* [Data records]
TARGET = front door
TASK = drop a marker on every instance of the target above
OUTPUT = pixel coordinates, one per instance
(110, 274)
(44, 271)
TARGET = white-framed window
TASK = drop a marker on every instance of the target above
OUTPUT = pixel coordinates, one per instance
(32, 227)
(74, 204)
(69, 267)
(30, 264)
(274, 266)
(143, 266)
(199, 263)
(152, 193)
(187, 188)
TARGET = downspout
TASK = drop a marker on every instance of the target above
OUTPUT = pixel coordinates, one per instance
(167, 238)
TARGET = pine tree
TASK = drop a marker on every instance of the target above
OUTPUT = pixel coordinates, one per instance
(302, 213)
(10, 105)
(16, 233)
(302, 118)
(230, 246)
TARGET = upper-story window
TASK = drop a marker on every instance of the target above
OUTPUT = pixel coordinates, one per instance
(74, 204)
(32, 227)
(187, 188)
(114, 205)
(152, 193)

* [Stated exercise]
Present the lines of the records above as a numbered list, omitting any blank lines.

* [The result]
1. TARGET = front door
2. TASK = drop a marker on every instance of the target above
3. OUTPUT = pixel coordinates, one per instance
4. (110, 274)
5. (44, 271)
6. TARGET = white-framed window
7. TASK = drop a marker on every instance of the target above
8. OUTPUT = pixel coordinates, one per instance
9. (32, 227)
10. (74, 204)
11. (69, 267)
12. (30, 264)
13. (274, 266)
14. (143, 266)
15. (199, 263)
16. (152, 193)
17. (187, 188)
18. TARGET = downspout
19. TASK = drop a marker on every instance of the target above
20. OUTPUT = pixel coordinates, one per instance
21. (167, 238)
22. TARGET = pine tree
23. TASK = drop a marker on every instance of the target above
24. OUTPUT = pixel coordinates, one per instance
25. (302, 213)
26. (10, 105)
27. (16, 233)
28. (302, 118)
29. (230, 246)
30. TARGET = upper-story window
31. TASK = drop a marker on every instance of the target above
32. OUTPUT = pixel coordinates, one per instance
33. (74, 204)
34. (32, 227)
35. (187, 188)
36. (114, 205)
37. (152, 193)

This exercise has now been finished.